Supplied text =

========

In an April statement, Chopp wrote, “I want to state very plainly something that Dean Braun and I have consistently said for the last three years—we have zero tolerance for sexual assault, abuse, and violence on our campus.”

Kristen Houser, vice president of communications and development at the Pennsylvania Coalition Against Rape, says zeroing in on the role alcohol and drugs play in sexual misconduct is counterproductive unless colleges first recognize that sexual offenders choose who, when, how, and where to commit sexual assault, and start focusing on offender behaviors rather than victims’ responses.

“Alcohol doesn’t make you a bank robber. It doesn’t make you commit grand-theft auto. Rape is not a miscommunication to penetrate the anus, vagina, or mouth of another person with your own genitals or with a foreign object,” Houser told RH Reality Check. “It’s easy to ignore how ugly and invasive and violent, and what a personal violation, it is. Every time an assailant chooses to commit a rape, it’s absolutely a choice.”

Come the 2014-15 school year, universities and colleges across the country will have to comply with the recently passed Campus Sexual Violence Elimination Act (or Campus SaVE), approved in February as part of the reauthorized Violence Against Women Act (VAWA). Under Campus SaVE, which was first introduced by Sen. Bob Casey (D-PA), postsecondary institutions receiving federal student aid are required to adopt and disclose sexual assault and other intimate partner violence policies in their annual security reports; follow baseline tenets strengthening survivor protections and guaranteeing counseling, legal aid, and medical care; and expand program requirements to include prevention awareness and bystander intervention.

========

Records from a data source
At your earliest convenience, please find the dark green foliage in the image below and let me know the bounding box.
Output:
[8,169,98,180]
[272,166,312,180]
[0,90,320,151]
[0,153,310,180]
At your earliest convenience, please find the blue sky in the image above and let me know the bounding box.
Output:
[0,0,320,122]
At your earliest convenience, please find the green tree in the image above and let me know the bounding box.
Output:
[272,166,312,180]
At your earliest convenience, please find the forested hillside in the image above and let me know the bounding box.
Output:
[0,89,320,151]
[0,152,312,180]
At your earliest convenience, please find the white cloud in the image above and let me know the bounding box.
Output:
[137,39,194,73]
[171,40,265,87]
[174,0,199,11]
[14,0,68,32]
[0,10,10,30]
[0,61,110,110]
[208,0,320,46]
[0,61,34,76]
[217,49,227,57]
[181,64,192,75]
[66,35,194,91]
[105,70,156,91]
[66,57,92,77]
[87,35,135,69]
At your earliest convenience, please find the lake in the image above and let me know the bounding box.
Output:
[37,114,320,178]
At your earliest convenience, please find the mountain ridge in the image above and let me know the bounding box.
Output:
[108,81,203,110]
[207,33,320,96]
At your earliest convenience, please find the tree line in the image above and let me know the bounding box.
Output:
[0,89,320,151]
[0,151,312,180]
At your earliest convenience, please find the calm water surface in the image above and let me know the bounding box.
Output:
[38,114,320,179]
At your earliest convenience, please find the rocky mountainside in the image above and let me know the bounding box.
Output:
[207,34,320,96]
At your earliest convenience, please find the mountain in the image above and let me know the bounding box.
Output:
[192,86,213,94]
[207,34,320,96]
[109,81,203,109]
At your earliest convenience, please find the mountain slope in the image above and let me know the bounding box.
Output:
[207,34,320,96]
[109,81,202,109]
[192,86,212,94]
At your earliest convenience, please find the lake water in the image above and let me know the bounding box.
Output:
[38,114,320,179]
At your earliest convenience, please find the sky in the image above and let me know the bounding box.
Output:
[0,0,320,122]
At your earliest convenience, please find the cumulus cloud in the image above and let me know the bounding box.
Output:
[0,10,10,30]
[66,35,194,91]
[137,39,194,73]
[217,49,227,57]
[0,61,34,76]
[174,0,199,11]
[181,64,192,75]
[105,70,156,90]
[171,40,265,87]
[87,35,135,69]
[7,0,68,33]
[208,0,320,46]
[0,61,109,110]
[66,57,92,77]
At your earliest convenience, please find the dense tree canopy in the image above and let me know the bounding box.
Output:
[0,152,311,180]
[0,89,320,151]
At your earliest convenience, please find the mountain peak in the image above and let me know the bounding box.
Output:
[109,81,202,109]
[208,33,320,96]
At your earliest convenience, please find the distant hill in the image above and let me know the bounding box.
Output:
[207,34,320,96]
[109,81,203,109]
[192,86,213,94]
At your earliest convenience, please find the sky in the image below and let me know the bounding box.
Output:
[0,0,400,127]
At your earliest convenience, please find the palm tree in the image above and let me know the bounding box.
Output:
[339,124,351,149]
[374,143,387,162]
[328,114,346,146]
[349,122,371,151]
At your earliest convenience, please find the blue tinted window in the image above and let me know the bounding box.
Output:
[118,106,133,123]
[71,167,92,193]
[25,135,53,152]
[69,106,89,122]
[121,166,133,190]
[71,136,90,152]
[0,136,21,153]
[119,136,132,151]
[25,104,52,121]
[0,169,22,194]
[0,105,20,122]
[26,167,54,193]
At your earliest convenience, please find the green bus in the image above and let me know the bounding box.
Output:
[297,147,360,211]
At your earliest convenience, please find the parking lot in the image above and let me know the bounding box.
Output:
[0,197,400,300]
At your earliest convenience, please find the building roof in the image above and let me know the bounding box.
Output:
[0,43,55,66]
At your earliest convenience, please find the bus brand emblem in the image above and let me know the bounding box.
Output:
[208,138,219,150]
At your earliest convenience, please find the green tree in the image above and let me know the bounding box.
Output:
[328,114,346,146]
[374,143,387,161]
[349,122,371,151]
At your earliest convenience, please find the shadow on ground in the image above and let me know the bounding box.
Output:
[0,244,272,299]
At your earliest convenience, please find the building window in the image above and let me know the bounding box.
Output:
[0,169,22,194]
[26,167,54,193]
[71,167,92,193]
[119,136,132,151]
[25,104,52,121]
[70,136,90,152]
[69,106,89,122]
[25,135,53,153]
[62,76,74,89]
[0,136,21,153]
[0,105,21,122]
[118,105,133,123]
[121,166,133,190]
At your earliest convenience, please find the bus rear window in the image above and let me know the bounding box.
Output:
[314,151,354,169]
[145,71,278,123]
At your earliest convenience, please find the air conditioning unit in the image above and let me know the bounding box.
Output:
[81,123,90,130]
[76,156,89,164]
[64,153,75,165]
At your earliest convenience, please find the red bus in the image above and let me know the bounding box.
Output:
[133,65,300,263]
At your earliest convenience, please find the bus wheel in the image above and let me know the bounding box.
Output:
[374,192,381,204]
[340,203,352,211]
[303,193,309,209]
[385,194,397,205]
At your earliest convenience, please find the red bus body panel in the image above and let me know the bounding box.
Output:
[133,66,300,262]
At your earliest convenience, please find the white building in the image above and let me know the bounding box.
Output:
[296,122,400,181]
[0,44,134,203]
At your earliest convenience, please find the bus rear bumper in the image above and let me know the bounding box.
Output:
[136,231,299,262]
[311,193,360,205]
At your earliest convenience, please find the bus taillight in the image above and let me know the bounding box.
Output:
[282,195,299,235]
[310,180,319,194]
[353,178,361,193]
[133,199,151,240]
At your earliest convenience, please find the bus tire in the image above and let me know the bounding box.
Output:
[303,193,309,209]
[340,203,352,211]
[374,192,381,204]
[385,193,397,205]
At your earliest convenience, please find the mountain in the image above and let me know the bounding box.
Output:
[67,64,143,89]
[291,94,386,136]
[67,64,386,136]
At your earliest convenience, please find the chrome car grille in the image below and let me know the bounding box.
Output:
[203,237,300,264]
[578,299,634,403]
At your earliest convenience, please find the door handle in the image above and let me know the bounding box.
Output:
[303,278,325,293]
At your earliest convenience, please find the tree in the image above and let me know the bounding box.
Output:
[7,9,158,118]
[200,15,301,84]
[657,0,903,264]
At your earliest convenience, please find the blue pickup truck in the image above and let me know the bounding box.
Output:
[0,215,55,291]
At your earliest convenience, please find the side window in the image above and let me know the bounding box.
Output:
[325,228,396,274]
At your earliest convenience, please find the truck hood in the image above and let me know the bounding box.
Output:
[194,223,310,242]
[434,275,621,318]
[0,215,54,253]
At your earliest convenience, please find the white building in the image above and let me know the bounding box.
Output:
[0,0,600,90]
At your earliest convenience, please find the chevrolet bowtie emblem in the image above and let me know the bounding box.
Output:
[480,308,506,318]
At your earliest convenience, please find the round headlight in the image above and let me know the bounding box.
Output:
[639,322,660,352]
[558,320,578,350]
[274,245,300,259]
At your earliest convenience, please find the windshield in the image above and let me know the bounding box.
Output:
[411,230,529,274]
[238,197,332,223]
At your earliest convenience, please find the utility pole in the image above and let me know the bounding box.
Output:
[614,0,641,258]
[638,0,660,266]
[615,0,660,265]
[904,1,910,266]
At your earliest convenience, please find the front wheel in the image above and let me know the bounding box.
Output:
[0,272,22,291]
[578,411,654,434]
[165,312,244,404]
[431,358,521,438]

========

Work instructions =
A: According to the passage about campus sexual assault, when was the Campus Sexual Violence Elimination Act approved?
B: Quote the part of the passage about campus sexual assault that opens with the words containing "Kristen Houser, vice" and closes with "than victims’ responses.".
C: Summarize the passage about campus sexual assault in two sentences.

Answers to the exercise =
A: It was approved in February, as part of the reauthorized Violence Against Women Act.

B:
Kristen Houser, vice president of communications and development at the Pennsylvania Coalition Against Rape, says zeroing in on the role alcohol and drugs play in sexual misconduct is counterproductive unless colleges first recognize that sexual offenders choose who, when, how, and where to commit sexual assault, and start focusing on offender behaviors rather than victims’ responses.

C: Kristen Houser of the Pennsylvania Coalition Against Rape says focusing on the role of alcohol and drugs in sexual misconduct is counterproductive unless colleges recognize that offenders choose to commit sexual assault and focus on offender behaviors rather than victims' responses. Starting in the 2014-15 school year, postsecondary institutions receiving federal student aid must comply with Campus SaVE by adopting and disclosing sexual assault policies, strengthening survivor protections, and expanding prevention awareness and bystander intervention programs.